▶ **SET OF TASKS**:
A) Translate the sentence "Grants enable that kind of science." from the climate change discussion into Spanish.
B) From the climate change discussion, extract the passage that begins at "I read it, first" and runs up to and including "evidence...maybe someday though.".
C) According to the climate change discussion, what do the researchers in the university's Arctic program do when they travel there? List each thing.

====== EXTRACT TO READ ======

And finally... Climate Change happens. It has happened to extremes long before humans started sending stored carbon dioxide back into the atmosphere where it came from.
You of all people know we have to start somewhere. You build models based on what is known, and modify or build new models as more information becomes available. Highlighting the simplicity of models is one thing, working to improve them is on a different level, and what the scientists are attempting.
And again, sending things back where they came from, particularly in a period of time that at best moves the decimal place five places to the left, is not automatically a good thing.
A good read when you get the chance.
It speaks to the problems that exist when presenting new and/or "unpopular" ideas.
I read it, first ~25 years ago for a history of geography course and then again last year for a political science course. It models a particular period in the history of physics, and as you say it works well within that range but has been critiqued for being too broadly applied. The picture you used is of the second edition, I recommend the third edition where Kuhn himself rejects some of the interpretations and applications of his ideas. Elsewhere Kuhn is quoted as saying "I am not a Kuhnian!" as another statement of rejecting how some 'followers' were using his ideas.
But to your point, the counter-claim that anthropogenic influences on climate do not exist is hardly a new one, it is the null hypothesis after all, and almost everyone would like it to be true so it is not particularly unpopular. It simply is not supported by the evidence...maybe someday though.
And there is your problem. Where there is money, there is corruption. Academia - so dependent on grants and publishing - isn't immune to a disease of the unwashed masses living at the foot of the ivory tower.
I think one factor here is that you have a hard time believing people willingly choose career-paths for reasons other than money. Discovering something new and the thrill of the chase is what drives most academic scientists, particularly in something like climate research...it certainly is not for wealth. The grants enable them to go where they could not otherwise go. For example my university has a strong Arctic program and the researchers travel there to take measurements, test their models, see first hand what is happening, and talk to the people directly affected, in other words they get out of the ivory tower to better model the real world. Grants enable that kind of science. But even with that, in general most academic publications do not come from grant-supported research (it varies depending on the field of course, your field of training probably has a higher association between grants and publications due to the nature of the research and the technology requirements...not to mention there simply is a lot of money thrown at medical and engineering research). I am a good example of this, my master's thesis was not grant supported, my dissertation research is not grant supported, and I am currently working on two publications unrelated to my dissertation work that are also not grant supported.
The biggest flaw with your corruption hypothesis is tenure. Once a faculty person makes tenure he or she is no longer dependent on grants or publishing and could conceivably coast until retirement. I have yet to meet anyone who has done that however, because everyone I know enjoys research. My advisor is 70 and has yet to talk about retiring, and he is very active teaching, researching, presenting at conferences, and publishing. He simply loves it. Another professor I work with on some outreach got his PhD in the early 1970s and says he wanted to work in a field that tackles big problems, and he ended up choosing climate research because he also wanted to work in something that was not controversial (little did he know how that would change a decade later). He too is close to 70 and still travels to the Arctic every year. He simply loves it. And even those who retire usually do so as emeriti, continuing to research and advise but no longer teach in a classroom. People who are intimately aware of the evidence, and the strengths and weaknesses of that evidence, and are no longer dependent on anything still support the model that fits that evidence. Think about that.

====== LISTED ENTRIES ======

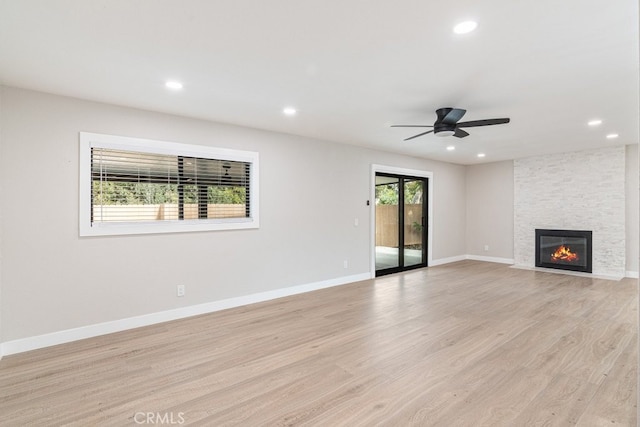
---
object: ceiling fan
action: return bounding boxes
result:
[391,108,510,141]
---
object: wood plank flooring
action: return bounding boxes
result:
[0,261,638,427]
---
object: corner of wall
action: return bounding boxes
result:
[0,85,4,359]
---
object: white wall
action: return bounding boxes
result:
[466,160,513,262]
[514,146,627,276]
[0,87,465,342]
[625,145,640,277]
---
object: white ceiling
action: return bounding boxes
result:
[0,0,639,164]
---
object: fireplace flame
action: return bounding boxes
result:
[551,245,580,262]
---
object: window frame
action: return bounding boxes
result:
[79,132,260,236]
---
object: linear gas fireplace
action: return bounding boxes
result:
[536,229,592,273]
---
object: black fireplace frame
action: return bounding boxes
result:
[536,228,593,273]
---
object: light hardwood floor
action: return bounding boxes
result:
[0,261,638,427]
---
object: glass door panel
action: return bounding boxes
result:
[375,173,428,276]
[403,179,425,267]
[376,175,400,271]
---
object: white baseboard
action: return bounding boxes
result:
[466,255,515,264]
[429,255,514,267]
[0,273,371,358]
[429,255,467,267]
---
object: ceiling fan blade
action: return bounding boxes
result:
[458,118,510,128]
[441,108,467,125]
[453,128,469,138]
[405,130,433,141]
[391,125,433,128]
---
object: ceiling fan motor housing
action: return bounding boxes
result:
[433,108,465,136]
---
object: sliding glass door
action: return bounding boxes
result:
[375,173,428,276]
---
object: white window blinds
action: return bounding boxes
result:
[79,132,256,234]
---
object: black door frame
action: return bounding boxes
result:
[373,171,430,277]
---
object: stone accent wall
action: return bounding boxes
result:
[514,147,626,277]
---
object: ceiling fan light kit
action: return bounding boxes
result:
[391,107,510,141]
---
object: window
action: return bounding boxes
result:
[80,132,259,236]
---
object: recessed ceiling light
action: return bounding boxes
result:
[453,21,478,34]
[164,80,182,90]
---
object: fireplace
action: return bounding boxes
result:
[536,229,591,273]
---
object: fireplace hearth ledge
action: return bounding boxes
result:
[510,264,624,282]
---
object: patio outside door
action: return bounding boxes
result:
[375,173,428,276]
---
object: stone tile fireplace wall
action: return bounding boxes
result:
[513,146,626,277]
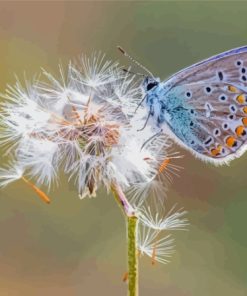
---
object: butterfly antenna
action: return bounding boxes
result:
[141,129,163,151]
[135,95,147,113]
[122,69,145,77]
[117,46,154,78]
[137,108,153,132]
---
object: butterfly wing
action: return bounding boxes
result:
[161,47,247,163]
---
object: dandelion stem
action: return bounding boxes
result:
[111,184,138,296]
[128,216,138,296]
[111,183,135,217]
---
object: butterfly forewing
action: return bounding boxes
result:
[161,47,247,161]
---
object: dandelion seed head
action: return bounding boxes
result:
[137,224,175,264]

======
====== LISTED ENTRIES ======

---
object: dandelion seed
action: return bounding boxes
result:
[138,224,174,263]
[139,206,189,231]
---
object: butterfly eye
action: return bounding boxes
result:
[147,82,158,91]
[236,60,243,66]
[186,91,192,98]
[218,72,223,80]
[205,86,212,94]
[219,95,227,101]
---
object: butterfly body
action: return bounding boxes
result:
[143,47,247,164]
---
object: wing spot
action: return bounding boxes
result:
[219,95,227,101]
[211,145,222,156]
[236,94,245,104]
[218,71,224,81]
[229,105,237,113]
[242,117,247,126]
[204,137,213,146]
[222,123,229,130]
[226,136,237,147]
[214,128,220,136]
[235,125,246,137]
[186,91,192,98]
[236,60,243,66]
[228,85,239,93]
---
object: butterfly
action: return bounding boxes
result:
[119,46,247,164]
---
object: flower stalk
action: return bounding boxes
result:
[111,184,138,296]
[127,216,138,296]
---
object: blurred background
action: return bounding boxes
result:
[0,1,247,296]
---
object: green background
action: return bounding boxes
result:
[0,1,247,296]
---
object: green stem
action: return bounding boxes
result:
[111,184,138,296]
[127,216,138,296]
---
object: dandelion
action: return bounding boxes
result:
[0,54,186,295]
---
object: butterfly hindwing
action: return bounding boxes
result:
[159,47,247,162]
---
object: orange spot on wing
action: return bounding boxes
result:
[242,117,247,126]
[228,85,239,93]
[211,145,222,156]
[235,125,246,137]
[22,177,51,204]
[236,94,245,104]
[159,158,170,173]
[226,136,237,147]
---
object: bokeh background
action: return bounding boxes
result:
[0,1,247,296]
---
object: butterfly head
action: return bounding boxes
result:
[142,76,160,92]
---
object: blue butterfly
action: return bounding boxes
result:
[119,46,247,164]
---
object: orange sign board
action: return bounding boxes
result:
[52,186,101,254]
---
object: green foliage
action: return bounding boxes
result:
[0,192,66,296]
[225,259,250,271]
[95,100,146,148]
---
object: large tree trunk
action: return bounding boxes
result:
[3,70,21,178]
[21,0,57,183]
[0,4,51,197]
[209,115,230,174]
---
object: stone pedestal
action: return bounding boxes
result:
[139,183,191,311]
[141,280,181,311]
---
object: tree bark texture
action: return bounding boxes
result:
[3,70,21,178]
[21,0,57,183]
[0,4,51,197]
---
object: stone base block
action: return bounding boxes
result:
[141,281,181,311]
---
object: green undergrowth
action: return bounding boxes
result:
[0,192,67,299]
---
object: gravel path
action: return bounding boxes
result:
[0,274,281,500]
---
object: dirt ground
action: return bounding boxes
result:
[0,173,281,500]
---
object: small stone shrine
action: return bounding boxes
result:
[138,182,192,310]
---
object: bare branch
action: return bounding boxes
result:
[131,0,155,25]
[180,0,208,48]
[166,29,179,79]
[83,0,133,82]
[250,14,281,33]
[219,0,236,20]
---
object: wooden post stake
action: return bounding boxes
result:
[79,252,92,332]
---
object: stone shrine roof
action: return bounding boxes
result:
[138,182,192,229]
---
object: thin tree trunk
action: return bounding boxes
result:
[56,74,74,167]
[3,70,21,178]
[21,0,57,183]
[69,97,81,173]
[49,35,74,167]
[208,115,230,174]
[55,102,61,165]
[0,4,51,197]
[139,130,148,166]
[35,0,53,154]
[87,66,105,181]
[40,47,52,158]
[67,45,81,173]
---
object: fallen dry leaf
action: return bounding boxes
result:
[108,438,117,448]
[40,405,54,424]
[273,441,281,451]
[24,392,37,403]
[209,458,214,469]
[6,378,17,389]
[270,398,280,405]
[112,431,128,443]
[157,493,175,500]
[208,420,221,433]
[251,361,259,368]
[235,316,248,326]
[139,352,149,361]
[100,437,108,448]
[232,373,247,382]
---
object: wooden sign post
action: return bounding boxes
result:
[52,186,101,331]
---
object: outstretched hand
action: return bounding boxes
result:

======

▶ **EXPECTED RESULTS**:
A) Las subvenciones hacen posible ese tipo de ciencia.

B)
I read it, first ~25 years ago for a history of geography course and then again last year for a political science course. It models a particular period in the history of physics, and as you say it works well within that range but has been critiqued for being too broadly applied. The picture you used is of the second edition, I recommend the third edition where Kuhn himself rejects some of the interpretations and applications of his ideas. Elsewhere Kuhn is quoted as saying "I am not a Kuhnian!" as another statement of rejecting how some 'followers' were using his ideas.
But to your point, the counter-claim that anthropogenic influences on climate do not exist is hardly a new one, it is the null hypothesis after all, and almost everyone would like it to be true so it is not particularly unpopular. It simply is not supported by the evidence...maybe someday though.

C)
- take measurements
- test their models
- see first hand what is happening
- talk to the people directly affected